### READING PASSAGE
Second World War turned royals into refugees
PUBLISHED: 13:08 10 February 2015 | UPDATED: 13:08 10 February 2015
The outbreak of the Second World War had a significant impact on millions of families across Europe.
For one Stratford woman, who wasn’t even born at the time, it saw her family home turned into a Jewish ghetto.
Mir Castle, in modern-day Belarus, belonged to Princess Maria Sviatopolk-Mirski’s family since it was sold to her great-grandfather Prince Nikolai in 1895.
When he died three years later it was inherited by one of his seven sons, Prince Mikhail, but in 1939 it was seized by the Nazis, leaving Maria’s family homeless.
“We were refugees,” she said. “We went to Poland, then to Germany, where I was born.
“I wasn’t quite two years old when we came to England.”
Maria, who now lives in Victoria Street, moved to Wales with her parents, Simeon and Nadezhda, and her two older sisters, Anastasia and Irene.
“It wasn’t a happy time,” she said. “I was seven and nine years younger than my sisters, who used to beat me.
“I was sent to a convent when I was three, which I hated. We had to do a lot of cleaning.”
The town of Mir had around 2,300 Jews living there, many of them refugees from central and western Poland, when the Nazis occupied the town in June 1941.
That November, 1,500 Jews were murdered in the town, and the following May the remaining 800 were transferred to the castle.
With only one entrance blocked by barbed wire and high windows, it seemed difficult to escape.
Despite that, 500 attempted to do so.
These days, Mir Castle is listed as a Unesco world heritage site.
It was restored in 1982, with a memorial to the prisoners killed during the war ensuring the atrocities that happened there will never be forgotten.

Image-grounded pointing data
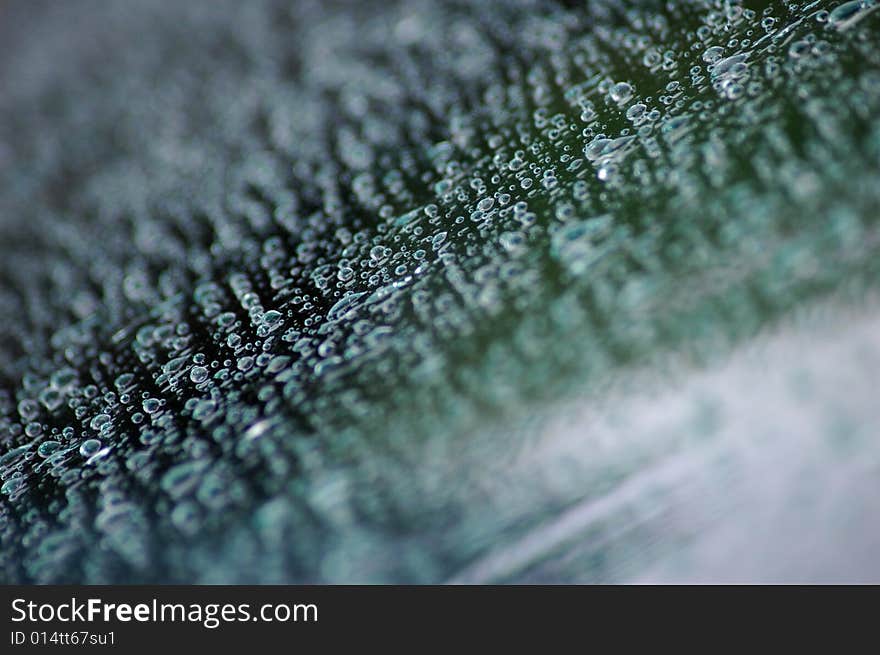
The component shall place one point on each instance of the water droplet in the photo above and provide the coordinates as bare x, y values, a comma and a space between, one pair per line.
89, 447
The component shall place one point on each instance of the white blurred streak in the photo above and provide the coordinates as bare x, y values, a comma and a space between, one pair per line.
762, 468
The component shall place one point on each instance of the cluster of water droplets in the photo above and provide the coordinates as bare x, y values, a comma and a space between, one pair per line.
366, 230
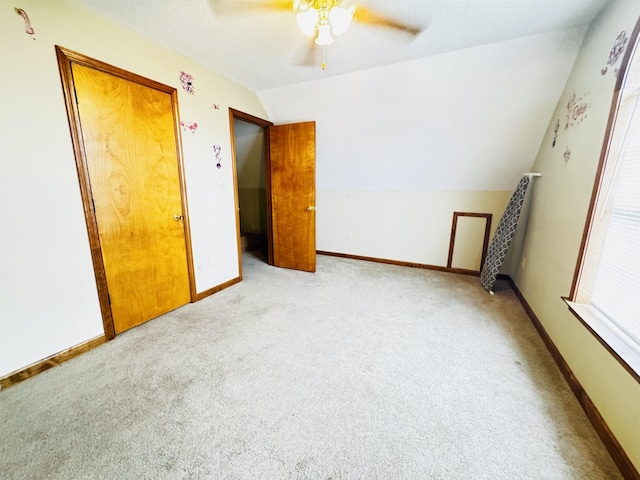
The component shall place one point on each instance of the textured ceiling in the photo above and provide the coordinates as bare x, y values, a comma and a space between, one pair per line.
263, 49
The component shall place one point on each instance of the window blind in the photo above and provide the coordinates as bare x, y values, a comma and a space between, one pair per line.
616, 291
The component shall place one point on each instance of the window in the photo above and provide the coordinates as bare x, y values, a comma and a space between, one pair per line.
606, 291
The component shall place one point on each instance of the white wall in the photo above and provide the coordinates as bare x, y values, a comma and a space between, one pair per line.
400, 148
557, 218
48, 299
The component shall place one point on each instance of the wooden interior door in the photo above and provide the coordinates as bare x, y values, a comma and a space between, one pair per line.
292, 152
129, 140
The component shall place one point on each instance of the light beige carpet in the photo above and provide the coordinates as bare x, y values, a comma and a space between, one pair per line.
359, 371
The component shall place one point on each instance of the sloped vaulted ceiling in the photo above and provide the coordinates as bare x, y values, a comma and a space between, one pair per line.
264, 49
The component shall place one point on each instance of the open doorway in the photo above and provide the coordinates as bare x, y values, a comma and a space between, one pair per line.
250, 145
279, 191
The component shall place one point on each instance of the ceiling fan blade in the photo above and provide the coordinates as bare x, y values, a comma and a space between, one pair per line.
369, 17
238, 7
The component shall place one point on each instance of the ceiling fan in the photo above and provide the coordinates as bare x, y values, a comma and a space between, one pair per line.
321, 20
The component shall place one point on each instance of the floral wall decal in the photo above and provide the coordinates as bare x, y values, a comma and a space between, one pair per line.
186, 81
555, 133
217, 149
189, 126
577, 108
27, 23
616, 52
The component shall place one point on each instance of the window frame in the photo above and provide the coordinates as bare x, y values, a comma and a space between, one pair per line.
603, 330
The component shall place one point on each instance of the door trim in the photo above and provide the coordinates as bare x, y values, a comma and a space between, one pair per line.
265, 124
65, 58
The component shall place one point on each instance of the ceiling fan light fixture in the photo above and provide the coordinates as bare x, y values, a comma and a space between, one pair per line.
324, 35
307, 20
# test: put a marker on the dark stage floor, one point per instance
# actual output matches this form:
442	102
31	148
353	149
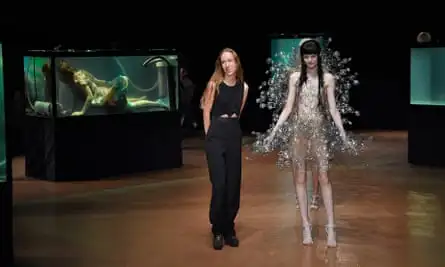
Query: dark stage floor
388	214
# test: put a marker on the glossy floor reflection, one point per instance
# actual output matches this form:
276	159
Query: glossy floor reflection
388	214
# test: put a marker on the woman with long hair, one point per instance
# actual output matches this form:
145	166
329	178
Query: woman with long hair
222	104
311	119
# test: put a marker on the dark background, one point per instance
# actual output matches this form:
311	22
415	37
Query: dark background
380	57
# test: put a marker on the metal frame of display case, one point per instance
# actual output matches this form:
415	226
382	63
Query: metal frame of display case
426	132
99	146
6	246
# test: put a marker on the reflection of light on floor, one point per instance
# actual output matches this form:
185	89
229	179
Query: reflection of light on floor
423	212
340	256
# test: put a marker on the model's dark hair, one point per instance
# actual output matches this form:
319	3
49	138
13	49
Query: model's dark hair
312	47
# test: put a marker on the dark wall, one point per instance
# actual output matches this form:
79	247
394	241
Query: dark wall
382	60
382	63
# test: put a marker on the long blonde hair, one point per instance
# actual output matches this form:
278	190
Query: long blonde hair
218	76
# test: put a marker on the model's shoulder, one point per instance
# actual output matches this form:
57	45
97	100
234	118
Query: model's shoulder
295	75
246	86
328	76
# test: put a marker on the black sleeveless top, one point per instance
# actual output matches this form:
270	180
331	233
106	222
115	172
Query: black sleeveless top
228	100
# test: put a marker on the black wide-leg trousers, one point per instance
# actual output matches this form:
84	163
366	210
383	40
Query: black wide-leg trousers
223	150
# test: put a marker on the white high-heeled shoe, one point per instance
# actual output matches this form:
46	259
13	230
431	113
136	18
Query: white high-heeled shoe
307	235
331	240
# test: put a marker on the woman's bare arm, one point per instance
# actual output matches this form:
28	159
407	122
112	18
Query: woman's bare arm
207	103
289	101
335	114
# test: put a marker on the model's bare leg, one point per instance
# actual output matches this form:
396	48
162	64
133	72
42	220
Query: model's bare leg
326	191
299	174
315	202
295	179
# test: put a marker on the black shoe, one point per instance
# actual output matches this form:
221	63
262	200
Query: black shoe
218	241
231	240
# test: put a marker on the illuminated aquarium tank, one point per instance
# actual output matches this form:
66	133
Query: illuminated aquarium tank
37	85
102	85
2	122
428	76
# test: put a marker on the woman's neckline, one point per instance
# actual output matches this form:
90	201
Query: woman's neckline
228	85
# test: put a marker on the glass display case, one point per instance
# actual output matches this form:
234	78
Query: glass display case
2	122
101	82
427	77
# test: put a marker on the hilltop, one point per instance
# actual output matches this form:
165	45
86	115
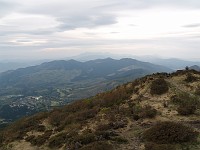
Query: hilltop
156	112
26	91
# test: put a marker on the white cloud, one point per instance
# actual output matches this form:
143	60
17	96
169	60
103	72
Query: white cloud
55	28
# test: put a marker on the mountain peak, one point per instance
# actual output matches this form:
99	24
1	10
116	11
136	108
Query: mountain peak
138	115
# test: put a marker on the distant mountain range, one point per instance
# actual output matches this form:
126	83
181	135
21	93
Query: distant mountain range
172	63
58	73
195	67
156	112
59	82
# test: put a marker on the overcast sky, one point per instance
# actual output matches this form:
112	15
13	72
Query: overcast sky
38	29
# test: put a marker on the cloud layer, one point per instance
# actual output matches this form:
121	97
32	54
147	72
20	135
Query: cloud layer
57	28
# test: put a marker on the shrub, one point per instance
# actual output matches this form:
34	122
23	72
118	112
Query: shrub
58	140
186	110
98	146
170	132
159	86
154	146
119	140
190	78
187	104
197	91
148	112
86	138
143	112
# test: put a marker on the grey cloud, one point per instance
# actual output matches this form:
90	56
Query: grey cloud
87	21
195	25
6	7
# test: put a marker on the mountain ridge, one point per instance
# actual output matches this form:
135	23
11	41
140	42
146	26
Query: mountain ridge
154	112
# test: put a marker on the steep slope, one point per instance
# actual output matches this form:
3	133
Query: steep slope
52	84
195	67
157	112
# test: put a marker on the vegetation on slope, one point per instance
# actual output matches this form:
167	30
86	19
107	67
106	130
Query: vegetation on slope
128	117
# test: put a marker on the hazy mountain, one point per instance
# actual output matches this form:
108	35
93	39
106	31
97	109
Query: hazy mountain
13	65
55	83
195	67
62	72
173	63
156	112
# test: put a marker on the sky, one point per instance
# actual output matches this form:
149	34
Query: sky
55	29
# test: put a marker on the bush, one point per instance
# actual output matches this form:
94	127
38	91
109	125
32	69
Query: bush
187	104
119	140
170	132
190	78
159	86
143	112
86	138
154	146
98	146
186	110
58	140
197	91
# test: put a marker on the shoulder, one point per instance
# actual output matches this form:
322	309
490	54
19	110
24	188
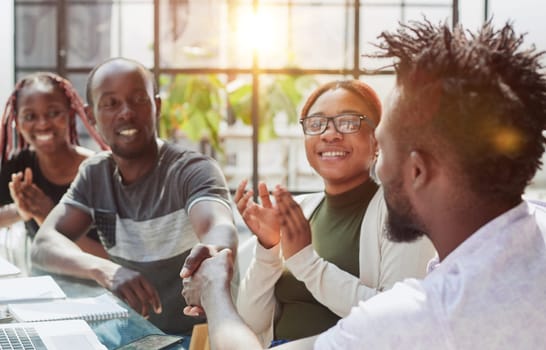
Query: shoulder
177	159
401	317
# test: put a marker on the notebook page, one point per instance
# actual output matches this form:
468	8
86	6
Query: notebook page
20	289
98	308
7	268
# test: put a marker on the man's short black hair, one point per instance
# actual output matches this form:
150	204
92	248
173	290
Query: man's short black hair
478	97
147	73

### WHAT YOU HAVE TO DO
According to the article about Mir Castle, in what year did Princess Maria Sviatopolk-Mirski's great-grandfather Prince Nikolai buy the castle? The entries have no connection to the article.

### OUTPUT FOR THIS TASK
1895